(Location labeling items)
========================
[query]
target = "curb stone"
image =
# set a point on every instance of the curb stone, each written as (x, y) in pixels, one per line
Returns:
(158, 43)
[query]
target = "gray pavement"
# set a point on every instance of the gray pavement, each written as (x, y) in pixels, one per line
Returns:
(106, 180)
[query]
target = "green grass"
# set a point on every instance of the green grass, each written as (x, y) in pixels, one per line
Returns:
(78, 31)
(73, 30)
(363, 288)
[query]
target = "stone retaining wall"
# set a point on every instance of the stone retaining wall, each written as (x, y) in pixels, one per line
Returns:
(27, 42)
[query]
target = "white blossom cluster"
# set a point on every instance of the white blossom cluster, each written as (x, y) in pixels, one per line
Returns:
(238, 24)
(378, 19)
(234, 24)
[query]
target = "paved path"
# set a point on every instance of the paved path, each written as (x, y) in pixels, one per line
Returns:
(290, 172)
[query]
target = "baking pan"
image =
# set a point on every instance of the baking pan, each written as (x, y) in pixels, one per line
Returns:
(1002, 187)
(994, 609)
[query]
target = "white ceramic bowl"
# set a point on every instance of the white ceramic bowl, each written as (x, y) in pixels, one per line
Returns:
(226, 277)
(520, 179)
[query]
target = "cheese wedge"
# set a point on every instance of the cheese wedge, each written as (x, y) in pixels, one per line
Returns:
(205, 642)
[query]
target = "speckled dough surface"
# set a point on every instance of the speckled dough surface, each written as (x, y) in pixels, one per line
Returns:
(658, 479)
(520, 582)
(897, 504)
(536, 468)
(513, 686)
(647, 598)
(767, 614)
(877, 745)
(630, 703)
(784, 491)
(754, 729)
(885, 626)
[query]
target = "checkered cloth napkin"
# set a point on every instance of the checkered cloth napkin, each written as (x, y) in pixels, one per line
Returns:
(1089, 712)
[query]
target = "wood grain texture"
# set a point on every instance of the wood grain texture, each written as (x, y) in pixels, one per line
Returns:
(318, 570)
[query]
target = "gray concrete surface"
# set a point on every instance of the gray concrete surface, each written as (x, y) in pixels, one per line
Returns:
========================
▸ Instructions to follow: Can you duplicate all of the items above, line for line, without changing anything?

▸ Task result:
[query]
target = "curb stone"
image =
# set a point on every instance of the curb stone, each written as (x, y) in pixels, one per line
Returns:
(158, 43)
[query]
target = "gray pavement"
# set a point on every instance of the gray pavement, each written as (x, y) in pixels, one per line
Returns:
(106, 180)
[query]
target = "green grass"
# set a point on every instance of the green grass, each written as (x, y) in pixels, one per line
Returns:
(78, 31)
(73, 30)
(363, 288)
[query]
target = "stone retaining wall"
# set a point on every instance of the stone retaining wall, each written as (x, y) in pixels, one per line
Returns:
(27, 42)
[query]
target = "white blossom cluster"
# set a point on every instance of the white blossom cluster, each written as (x, y) in pixels, one per line
Returns:
(238, 24)
(378, 19)
(234, 24)
[query]
target = "paved path"
# set a point on every instance of the paved path, each written as (x, y) in pixels, one per line
Returns:
(290, 172)
[query]
target = "baking pan"
image =
# set a point on every instance of the baking pan, each written as (x, y) in pixels, one per line
Returns:
(1002, 187)
(994, 609)
[query]
target = "white ceramic bowl"
# set a point on every instance of the white ceramic bowl, each written as (x, y) in pixels, one per line
Returns:
(226, 277)
(520, 179)
[query]
target = "cheese wedge"
# set a point on every instance of the cheese wedge, each written as (x, y) in pixels, one per line
Returns:
(205, 642)
[query]
target = "speckled dough surface"
# set a point on every instance of the speckled dough surface, each written as (x, y) in pixels, one per line
Returns:
(658, 479)
(520, 582)
(897, 504)
(536, 468)
(513, 686)
(647, 598)
(767, 614)
(877, 745)
(630, 703)
(784, 491)
(754, 729)
(885, 626)
[query]
target = "checkered cloth napkin"
# set a point on every instance of the checkered cloth napkin, each written as (x, y) in pixels, one per line
Returns:
(1089, 712)
[query]
target = "wood grain texture"
# set a point on every instance of the wood grain texture, each written as (x, y) in pixels, one per line
Returns:
(318, 570)
[query]
target = "gray concrete surface"
# set a point on every instance of the gray concrete surface, each written as (x, y) in pixels, one per line
Returns:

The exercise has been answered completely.